Records to process below:

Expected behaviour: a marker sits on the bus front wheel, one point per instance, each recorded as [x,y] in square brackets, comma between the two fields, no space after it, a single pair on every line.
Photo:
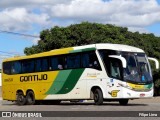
[98,97]
[123,101]
[30,98]
[21,100]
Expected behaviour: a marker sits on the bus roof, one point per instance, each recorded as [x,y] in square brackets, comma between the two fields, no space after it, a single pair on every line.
[109,46]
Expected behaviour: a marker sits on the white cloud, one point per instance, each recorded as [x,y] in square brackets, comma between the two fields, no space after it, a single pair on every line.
[21,15]
[21,19]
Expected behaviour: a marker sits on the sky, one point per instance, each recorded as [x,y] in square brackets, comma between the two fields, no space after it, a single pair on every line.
[33,16]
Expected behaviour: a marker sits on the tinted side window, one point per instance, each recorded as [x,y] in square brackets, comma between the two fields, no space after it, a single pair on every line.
[90,60]
[57,62]
[44,64]
[16,67]
[73,61]
[7,67]
[38,65]
[27,66]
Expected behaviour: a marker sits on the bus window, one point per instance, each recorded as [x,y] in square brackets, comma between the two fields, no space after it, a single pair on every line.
[16,67]
[57,63]
[44,64]
[37,65]
[7,67]
[27,66]
[115,68]
[54,63]
[73,61]
[89,60]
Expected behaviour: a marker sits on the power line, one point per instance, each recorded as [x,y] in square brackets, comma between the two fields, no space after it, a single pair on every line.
[11,53]
[21,34]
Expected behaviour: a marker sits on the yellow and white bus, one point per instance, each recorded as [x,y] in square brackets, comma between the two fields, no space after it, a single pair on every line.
[99,72]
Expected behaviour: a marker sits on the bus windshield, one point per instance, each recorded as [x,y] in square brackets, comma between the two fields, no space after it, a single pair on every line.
[137,69]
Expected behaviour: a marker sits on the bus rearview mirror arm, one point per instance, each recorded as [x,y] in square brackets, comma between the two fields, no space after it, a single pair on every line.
[156,62]
[123,60]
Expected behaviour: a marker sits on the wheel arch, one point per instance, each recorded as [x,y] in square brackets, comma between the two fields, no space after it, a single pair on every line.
[93,88]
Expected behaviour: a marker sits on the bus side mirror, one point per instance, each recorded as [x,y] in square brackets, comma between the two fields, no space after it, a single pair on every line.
[156,62]
[123,60]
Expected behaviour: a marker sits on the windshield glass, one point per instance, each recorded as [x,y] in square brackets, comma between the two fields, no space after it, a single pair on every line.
[137,69]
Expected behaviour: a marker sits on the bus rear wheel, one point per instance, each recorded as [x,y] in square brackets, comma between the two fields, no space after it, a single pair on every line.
[30,98]
[123,101]
[98,97]
[21,100]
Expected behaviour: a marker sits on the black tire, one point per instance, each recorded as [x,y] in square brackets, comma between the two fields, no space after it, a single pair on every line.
[98,97]
[21,100]
[123,101]
[30,98]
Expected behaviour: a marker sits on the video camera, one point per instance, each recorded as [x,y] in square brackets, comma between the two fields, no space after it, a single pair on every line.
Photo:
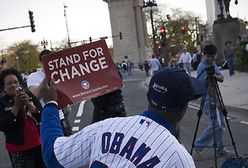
[210,69]
[18,88]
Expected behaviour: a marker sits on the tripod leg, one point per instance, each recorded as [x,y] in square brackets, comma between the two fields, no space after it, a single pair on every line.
[223,109]
[199,114]
[196,129]
[213,118]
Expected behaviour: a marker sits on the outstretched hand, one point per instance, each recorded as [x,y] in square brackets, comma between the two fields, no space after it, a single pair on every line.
[49,92]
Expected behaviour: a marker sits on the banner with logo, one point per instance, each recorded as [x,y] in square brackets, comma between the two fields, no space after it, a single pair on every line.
[82,72]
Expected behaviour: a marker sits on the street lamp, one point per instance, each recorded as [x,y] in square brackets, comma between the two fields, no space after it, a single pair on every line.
[44,43]
[151,6]
[68,37]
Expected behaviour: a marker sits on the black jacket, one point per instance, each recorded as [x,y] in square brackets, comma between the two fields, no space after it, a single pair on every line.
[13,126]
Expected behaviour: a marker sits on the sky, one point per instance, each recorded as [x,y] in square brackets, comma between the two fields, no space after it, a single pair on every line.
[86,18]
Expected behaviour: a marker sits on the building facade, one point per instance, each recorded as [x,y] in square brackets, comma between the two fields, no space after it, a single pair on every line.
[127,17]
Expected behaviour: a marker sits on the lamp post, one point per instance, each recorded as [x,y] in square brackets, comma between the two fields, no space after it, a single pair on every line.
[68,37]
[151,6]
[44,43]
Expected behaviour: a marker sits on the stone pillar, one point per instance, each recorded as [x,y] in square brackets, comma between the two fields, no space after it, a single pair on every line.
[227,30]
[127,17]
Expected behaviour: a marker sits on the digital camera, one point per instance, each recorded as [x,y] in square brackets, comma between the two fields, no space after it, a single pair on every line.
[18,88]
[210,69]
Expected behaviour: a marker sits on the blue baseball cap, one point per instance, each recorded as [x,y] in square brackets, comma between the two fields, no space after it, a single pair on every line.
[172,88]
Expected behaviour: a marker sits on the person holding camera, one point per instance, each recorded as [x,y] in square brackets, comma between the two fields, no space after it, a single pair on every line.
[19,120]
[207,67]
[144,140]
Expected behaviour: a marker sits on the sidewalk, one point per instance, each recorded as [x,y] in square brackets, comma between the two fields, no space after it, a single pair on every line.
[234,90]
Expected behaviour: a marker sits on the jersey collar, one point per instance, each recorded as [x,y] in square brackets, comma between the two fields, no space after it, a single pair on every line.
[157,118]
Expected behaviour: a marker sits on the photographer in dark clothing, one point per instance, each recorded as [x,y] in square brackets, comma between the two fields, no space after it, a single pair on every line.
[19,120]
[108,105]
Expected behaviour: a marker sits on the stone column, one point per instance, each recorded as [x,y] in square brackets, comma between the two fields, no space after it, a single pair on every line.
[127,17]
[227,30]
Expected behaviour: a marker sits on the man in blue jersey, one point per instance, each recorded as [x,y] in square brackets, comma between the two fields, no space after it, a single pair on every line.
[144,140]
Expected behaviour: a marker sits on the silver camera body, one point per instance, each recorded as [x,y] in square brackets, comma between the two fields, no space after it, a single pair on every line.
[19,88]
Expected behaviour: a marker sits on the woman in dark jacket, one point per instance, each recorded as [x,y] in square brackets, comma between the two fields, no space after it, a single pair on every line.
[19,120]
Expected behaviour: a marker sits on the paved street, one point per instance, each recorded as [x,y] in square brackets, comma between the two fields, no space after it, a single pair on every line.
[134,92]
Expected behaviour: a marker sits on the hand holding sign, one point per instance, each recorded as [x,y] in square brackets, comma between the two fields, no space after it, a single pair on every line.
[82,72]
[49,92]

End of Records to process.

| Required action |
Leave out every line ahead of the one containing "Expected behaviour: a marker sits on the stone column, one" and print the rest of the listing exactly.

| Result of the exercise |
Expected behaviour: a marker sits on the stone column, one point per instance, each recorded as [x,y] in square brackets, comma between the two fields, no space after it, a single pair on every line.
[127,17]
[227,30]
Expected behaviour: a marker sits on the man in blue jersey, one point per instance, each recorded as [x,y] in square brackets, comma between the two fields, no space after it, a single pair on every line.
[144,140]
Expected behaviour: a marker sits on the silver camera body, one point per instance, each recorded as [x,y] in square brackets, comma between the two fields, no space after it, a single pair on every line.
[19,88]
Expected behaviour: a marker sits on the woman in dark jacket, one point per instance, each recorded as [x,y] in square brackets, comma between the two fields, no space after it, a single pair on every line.
[19,120]
Expected behaviour: a marker sits on the paved street, one point per instance, each recorded as [x,y] in square brackets, comma between the two fields, no space after it, a single pair on every line.
[134,92]
Expected behaviour: a marker sits on the hand holding sign, one point per instance, each recorded as [x,y] in square brackets, comma between the two fields, no space after it, a single pair on every line.
[82,72]
[49,92]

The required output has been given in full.